§ GIVEN TASK:
Turn the rows below into a JSON list of strings, one string per line and blank lines omitted, covering only the lines from the one containing "point: the dense green treetop, a" through the end of the rows, inclusive.

>> START STORED ROWS

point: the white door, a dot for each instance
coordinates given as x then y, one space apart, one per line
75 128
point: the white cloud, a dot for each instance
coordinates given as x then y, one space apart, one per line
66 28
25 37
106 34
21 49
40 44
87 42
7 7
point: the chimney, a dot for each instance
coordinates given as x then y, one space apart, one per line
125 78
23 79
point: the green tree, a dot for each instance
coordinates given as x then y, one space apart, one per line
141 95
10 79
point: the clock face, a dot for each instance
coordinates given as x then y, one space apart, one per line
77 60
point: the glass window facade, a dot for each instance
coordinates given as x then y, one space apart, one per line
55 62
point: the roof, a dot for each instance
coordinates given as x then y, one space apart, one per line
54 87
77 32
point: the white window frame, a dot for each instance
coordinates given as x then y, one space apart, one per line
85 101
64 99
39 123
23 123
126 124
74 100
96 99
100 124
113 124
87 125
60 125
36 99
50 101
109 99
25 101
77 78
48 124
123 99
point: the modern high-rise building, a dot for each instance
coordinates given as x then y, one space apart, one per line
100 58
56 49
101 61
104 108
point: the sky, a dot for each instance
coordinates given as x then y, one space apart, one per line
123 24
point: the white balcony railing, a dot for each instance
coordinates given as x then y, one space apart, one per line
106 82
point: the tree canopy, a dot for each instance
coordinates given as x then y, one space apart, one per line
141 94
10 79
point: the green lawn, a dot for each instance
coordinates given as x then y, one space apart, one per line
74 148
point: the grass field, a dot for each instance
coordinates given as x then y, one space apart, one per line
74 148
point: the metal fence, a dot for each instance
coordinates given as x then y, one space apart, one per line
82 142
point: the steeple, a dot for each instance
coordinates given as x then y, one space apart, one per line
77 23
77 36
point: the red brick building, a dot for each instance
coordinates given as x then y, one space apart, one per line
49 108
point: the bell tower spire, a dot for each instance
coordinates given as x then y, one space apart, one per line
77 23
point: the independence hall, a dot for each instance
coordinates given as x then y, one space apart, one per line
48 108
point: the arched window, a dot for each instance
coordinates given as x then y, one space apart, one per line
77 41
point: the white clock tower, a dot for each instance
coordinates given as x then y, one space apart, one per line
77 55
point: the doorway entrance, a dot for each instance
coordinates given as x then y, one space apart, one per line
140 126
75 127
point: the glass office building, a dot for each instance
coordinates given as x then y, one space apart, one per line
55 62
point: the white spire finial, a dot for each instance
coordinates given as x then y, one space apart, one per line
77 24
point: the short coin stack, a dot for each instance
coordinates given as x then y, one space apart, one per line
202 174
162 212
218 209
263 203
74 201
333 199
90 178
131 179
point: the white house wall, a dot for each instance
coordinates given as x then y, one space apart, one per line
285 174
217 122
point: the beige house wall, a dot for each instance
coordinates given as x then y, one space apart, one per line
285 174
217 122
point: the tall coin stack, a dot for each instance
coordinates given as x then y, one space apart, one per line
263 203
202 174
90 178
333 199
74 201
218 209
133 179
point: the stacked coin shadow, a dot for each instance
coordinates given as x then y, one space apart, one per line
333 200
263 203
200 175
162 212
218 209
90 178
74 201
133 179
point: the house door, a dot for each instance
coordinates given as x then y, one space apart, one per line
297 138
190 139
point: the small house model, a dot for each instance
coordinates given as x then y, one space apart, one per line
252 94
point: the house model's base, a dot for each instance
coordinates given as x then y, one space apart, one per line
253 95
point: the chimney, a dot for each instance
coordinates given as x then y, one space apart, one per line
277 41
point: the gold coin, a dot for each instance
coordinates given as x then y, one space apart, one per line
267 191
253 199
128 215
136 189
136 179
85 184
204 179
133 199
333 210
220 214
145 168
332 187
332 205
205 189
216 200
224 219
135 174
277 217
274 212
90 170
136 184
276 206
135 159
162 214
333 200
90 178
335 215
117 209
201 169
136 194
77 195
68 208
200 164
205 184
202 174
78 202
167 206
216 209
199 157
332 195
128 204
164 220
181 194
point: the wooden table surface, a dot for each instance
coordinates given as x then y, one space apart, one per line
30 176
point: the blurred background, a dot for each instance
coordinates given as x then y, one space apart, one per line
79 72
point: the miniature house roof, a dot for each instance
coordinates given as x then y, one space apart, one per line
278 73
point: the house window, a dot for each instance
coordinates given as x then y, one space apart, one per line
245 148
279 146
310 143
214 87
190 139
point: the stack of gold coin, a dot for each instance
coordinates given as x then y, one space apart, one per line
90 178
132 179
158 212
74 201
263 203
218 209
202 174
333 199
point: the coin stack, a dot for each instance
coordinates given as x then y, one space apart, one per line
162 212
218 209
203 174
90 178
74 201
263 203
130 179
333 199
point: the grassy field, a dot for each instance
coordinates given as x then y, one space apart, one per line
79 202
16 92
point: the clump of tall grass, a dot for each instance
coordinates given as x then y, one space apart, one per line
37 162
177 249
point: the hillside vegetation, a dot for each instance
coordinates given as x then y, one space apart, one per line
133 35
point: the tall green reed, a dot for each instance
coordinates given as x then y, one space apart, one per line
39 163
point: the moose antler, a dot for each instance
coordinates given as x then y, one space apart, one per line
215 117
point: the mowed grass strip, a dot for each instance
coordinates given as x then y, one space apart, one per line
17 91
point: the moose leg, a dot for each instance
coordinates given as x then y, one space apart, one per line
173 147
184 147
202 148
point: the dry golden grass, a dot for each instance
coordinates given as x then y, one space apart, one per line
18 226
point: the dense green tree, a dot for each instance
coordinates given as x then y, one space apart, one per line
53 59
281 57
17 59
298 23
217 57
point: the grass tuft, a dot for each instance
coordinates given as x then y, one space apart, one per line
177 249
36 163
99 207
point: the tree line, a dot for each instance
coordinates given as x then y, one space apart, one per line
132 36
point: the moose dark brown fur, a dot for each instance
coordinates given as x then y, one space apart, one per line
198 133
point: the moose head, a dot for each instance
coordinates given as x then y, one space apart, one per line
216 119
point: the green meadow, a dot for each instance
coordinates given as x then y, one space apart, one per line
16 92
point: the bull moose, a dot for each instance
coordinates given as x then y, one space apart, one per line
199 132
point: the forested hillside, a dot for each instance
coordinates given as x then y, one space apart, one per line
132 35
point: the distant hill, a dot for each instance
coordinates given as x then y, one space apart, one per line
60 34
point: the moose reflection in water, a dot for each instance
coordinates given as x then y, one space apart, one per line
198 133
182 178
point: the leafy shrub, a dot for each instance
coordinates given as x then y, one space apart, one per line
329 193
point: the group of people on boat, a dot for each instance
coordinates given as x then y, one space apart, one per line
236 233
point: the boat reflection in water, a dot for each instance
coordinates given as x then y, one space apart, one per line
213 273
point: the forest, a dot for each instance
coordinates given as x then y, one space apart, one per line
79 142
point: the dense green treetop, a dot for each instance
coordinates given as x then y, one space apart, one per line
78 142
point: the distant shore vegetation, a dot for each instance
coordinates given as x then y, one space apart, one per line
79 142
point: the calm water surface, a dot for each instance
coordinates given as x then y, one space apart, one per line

>> END STORED ROWS

§ SOLUTION:
[
  "point: the dense green treetop, a dot for each instance",
  "coordinates given as x then y, one space apart, one per line",
  "78 142",
  "point: the distant shore vegetation, a dot for each instance",
  "coordinates given as x then y, one space apart, one per line",
  "79 142",
  "point: the calm water surface, a dot for each instance",
  "coordinates given as x then y, one space apart, one per line"
]